+++ Tekstfragment +++
Signaleringsblog bestuursrecht en omgevingsrecht (week 43)
De Afdeling bestuursrechtspraak van de Raad van State heeft op 8 en 15 oktober 2025 een paar uitspraken gedaan die voor de bouw/bestuursrechtpraktijk van belang zijn. We vatten ze kort samen:
Intern advies valt niet onder de uitzonderingen van artikel 5.1 lid 2 aanhef en onder i van de Woo en moet dus in beginsel openbaar worden gemaakt in niet geanonimiseerde vorm (ECLI:NL:RVS:2025:4814)
+++ Records +++
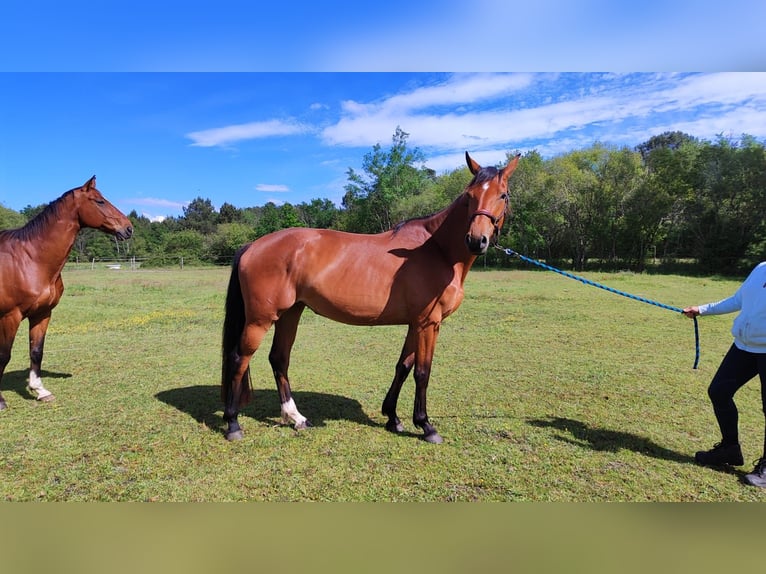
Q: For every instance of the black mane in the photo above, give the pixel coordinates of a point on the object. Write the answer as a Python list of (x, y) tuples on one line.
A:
[(39, 222)]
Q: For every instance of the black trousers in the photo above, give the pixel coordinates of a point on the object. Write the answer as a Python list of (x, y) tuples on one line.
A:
[(736, 369)]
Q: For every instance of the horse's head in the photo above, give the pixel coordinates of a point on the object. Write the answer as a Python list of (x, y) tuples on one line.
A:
[(95, 211), (488, 203)]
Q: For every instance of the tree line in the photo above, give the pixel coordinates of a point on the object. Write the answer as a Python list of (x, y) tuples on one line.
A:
[(674, 201)]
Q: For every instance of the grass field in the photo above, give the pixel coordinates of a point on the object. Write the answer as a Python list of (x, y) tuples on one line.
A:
[(544, 389)]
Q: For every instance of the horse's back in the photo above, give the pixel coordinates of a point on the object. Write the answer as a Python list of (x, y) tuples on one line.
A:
[(344, 276)]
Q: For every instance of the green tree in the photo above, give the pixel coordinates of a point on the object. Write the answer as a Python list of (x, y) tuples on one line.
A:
[(318, 213), (10, 219), (389, 176), (200, 216)]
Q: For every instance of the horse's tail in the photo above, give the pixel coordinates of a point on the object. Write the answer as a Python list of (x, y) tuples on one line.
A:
[(233, 325)]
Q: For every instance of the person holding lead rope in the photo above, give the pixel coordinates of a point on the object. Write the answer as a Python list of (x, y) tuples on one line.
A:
[(745, 359)]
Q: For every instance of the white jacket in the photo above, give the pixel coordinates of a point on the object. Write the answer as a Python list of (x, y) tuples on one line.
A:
[(749, 327)]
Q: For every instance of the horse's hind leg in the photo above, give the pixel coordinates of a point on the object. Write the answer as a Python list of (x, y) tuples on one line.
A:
[(237, 370), (285, 330), (403, 368), (37, 329), (8, 327)]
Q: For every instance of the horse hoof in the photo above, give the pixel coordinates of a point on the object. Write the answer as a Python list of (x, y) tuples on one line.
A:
[(433, 438), (234, 435), (394, 426)]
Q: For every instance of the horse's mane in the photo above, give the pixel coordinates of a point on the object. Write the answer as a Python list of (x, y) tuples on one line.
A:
[(38, 223), (484, 174)]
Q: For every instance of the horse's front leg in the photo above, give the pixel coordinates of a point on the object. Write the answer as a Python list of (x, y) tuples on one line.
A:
[(403, 368), (38, 326), (9, 324), (285, 330), (423, 359)]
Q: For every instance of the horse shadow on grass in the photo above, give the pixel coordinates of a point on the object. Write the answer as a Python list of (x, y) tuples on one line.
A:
[(203, 403), (580, 434), (16, 382)]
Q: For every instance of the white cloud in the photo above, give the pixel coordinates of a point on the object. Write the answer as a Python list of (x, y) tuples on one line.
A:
[(228, 135), (508, 114), (272, 188)]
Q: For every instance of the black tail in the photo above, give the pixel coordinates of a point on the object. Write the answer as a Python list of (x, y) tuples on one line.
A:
[(233, 325)]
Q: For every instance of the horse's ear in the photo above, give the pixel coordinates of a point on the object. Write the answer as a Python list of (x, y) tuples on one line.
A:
[(511, 166), (472, 165)]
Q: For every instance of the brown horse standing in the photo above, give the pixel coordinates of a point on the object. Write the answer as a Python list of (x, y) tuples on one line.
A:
[(412, 275), (31, 260)]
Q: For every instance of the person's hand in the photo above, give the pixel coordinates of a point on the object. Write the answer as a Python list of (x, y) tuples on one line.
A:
[(691, 312)]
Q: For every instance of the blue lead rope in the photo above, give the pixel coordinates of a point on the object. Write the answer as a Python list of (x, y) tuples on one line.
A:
[(511, 252)]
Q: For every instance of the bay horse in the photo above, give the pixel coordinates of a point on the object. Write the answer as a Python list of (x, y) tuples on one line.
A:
[(31, 260), (410, 275)]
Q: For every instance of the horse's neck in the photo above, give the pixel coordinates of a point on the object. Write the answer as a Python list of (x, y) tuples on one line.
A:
[(448, 229), (54, 236)]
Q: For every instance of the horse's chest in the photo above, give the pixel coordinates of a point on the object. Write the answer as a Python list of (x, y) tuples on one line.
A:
[(45, 298)]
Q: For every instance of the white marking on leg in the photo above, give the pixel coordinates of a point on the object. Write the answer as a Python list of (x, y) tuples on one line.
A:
[(36, 387), (290, 412)]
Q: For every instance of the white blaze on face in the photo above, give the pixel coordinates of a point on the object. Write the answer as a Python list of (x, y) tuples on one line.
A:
[(36, 386), (290, 413)]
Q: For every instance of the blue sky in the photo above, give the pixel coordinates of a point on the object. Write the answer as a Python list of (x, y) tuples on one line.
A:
[(246, 104)]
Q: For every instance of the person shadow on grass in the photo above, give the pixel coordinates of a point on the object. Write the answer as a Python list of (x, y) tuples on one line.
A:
[(600, 439)]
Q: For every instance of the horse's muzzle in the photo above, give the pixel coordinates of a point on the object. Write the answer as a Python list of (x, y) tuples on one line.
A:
[(123, 234)]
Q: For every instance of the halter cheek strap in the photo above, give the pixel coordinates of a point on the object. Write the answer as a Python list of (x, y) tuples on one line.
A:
[(492, 218)]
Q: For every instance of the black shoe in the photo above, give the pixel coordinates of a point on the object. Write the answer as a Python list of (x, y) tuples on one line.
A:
[(720, 454), (758, 476)]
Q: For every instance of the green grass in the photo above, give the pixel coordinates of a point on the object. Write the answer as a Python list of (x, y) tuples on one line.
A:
[(543, 388)]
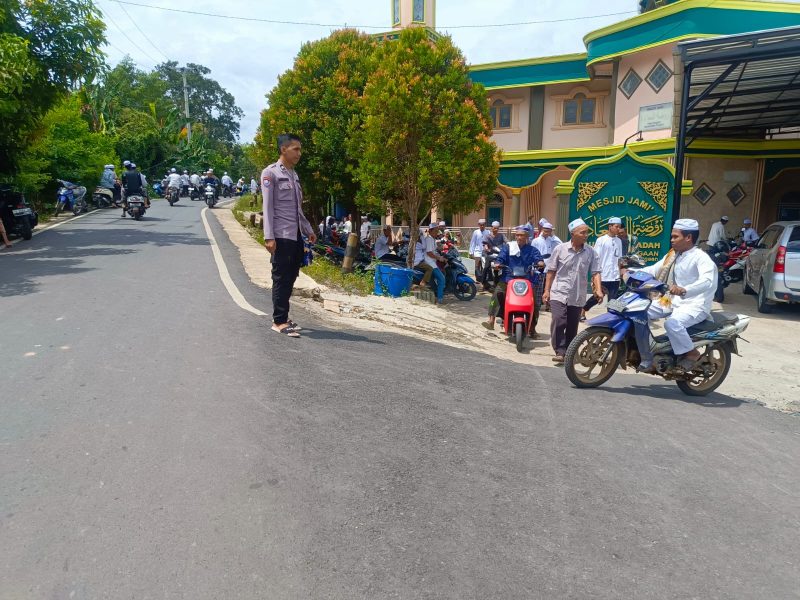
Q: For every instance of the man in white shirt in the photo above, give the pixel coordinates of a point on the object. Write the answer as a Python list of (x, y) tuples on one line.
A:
[(692, 281), (384, 242), (609, 250), (717, 233), (476, 247), (425, 258), (545, 242), (749, 235)]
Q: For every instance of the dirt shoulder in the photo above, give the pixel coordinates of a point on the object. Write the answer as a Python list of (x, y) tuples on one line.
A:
[(767, 371)]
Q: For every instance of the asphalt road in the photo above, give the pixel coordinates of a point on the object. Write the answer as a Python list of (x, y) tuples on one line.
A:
[(157, 441)]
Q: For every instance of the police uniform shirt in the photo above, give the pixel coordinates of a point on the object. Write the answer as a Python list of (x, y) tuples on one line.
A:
[(283, 203)]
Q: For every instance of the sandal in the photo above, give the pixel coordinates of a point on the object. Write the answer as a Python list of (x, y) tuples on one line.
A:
[(287, 331)]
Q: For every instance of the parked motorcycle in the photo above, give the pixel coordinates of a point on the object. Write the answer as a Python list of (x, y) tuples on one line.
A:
[(17, 216), (70, 197), (613, 340), (519, 304), (211, 198), (136, 207), (456, 278), (103, 197)]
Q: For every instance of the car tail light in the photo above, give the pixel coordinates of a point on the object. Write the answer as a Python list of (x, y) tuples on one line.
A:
[(780, 261)]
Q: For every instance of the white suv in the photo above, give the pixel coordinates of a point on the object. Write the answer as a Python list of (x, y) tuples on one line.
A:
[(773, 268)]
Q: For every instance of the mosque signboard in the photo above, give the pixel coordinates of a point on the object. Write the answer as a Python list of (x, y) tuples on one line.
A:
[(638, 190)]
+++
→ Opdracht A: Herschrijf de alinea uit het signaleringsblog die begint met "De Afdeling bestuursrechtspraak" in beknoptere vorm, met behoud van de belangrijkste feiten.
→ Opdracht B: Haal uit het signaleringsblog woordelijk het gedeelte vanaf "Signaleringsblog bestuursrecht en" tot en met "geanonimiseerde vorm (ECLI:NL:RVS:2025:4814)".

→ Uw antwoord A: Op 8 en 15 oktober 2025 deed de Afdeling bestuursrechtspraak van de Raad van State enkele uitspraken die relevant zijn voor de bouw/bestuursrechtpraktijk. Deze worden kort samengevat.

→ Uw antwoord B:
Signaleringsblog bestuursrecht en omgevingsrecht (week 43)
De Afdeling bestuursrechtspraak van de Raad van State heeft op 8 en 15 oktober 2025 een paar uitspraken gedaan die voor de bouw/bestuursrechtpraktijk van belang zijn. We vatten ze kort samen:
Intern advies valt niet onder de uitzonderingen van artikel 5.1 lid 2 aanhef en onder i van de Woo en moet dus in beginsel openbaar worden gemaakt in niet geanonimiseerde vorm (ECLI:NL:RVS:2025:4814)